Point-based annotation records:
------------------------------------------------

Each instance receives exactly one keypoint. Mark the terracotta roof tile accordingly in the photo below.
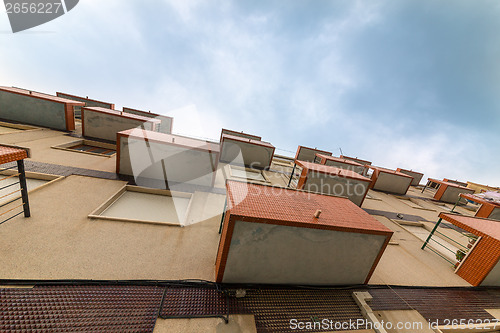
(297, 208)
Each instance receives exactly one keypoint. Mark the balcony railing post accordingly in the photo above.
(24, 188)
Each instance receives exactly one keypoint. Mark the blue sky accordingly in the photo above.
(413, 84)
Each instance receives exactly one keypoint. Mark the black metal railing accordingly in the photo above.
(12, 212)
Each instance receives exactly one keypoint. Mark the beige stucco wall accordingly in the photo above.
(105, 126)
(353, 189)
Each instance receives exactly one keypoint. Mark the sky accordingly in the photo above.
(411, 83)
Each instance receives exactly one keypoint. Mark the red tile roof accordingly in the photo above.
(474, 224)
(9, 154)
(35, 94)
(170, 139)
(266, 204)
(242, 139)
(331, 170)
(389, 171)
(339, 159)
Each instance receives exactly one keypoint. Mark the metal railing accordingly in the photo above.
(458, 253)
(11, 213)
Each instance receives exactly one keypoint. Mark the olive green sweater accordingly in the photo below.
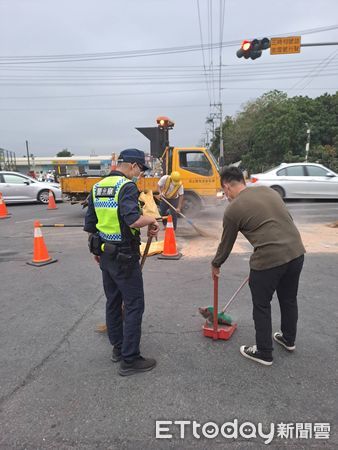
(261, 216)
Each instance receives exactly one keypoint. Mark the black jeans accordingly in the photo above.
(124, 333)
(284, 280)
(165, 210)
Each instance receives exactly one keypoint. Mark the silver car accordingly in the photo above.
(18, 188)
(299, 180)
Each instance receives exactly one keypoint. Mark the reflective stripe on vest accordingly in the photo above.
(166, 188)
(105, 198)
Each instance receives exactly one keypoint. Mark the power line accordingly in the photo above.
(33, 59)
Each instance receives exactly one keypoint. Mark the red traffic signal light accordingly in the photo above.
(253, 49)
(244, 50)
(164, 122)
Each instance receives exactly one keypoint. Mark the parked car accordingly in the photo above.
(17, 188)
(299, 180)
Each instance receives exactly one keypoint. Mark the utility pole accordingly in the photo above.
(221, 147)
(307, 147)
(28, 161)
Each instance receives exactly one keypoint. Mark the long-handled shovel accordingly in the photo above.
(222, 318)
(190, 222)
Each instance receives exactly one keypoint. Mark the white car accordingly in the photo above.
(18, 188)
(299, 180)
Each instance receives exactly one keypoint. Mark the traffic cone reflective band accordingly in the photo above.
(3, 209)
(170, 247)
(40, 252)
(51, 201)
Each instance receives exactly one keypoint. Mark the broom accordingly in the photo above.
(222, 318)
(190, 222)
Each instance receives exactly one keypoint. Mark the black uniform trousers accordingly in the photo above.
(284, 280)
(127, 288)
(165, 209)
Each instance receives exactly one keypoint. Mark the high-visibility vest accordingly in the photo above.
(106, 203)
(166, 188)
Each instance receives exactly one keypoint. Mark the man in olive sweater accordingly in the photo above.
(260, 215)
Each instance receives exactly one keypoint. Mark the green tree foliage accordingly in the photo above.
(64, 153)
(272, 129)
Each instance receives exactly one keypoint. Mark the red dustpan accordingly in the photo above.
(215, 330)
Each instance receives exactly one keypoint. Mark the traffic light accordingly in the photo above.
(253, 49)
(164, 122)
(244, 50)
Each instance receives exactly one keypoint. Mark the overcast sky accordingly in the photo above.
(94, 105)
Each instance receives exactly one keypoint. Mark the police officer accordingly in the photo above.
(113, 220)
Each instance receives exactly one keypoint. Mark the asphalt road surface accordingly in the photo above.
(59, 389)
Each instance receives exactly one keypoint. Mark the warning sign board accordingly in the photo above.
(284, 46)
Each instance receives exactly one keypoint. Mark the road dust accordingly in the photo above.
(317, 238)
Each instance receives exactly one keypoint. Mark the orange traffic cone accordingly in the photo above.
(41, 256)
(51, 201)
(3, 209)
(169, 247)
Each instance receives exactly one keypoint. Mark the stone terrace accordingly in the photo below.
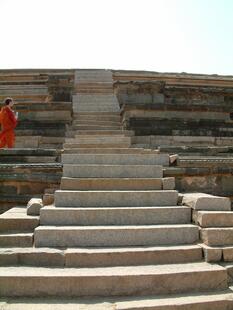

------------------------------------------------

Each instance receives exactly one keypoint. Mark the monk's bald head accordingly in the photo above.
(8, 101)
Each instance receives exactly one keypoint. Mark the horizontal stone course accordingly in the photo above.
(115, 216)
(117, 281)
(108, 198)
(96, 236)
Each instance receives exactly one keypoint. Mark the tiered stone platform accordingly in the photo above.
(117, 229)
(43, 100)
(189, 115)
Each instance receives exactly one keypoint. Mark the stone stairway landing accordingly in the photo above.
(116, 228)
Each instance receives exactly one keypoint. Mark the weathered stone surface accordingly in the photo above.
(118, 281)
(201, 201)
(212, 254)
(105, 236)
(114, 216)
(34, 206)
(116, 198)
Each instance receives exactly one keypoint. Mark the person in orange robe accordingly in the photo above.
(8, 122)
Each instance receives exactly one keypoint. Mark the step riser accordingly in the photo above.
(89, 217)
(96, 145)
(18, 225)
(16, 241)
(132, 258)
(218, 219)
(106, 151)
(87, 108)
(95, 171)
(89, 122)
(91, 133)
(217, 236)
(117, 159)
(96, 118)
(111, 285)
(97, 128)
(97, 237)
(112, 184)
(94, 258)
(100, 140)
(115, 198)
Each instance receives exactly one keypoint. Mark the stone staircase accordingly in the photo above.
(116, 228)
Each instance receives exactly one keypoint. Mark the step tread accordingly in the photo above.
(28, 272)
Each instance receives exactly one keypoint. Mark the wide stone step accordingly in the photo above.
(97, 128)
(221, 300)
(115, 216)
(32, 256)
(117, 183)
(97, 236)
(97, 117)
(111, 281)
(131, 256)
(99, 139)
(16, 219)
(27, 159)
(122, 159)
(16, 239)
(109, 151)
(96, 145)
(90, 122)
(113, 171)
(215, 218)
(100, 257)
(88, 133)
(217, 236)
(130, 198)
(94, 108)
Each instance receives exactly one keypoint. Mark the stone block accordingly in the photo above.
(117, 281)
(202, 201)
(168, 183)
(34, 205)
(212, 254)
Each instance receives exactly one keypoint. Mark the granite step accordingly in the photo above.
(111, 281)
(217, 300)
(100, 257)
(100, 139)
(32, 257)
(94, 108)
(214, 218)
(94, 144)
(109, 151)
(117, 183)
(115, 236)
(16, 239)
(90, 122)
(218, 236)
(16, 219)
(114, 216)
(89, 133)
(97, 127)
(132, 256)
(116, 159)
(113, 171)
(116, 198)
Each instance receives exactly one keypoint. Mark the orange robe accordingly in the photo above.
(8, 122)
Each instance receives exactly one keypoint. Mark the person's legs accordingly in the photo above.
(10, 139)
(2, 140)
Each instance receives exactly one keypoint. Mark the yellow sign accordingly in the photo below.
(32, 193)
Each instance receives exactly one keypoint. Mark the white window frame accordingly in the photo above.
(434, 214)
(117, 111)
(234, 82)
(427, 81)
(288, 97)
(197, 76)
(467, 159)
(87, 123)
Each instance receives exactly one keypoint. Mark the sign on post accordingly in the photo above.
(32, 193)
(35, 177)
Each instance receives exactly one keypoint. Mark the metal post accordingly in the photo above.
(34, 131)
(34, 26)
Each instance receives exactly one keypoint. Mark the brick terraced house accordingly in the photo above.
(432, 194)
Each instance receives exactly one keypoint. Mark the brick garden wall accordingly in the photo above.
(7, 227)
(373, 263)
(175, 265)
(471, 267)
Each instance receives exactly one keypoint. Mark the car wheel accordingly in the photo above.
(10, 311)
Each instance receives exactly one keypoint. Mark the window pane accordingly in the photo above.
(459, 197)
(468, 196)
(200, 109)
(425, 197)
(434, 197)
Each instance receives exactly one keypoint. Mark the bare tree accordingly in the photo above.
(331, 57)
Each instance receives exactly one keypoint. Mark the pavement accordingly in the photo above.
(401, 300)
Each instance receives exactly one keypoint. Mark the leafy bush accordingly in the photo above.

------------------------------------------------

Given instruction: Gather every line of the records above that contains the string "roof", matching case exactly.

Response to this exercise:
Each instance receives exactly one keypoint. Mark the terracotta roof tile accordingly in the photo below.
Each instance receives exactly one keypoint. Mark the red tile roof accordingly in the photo above.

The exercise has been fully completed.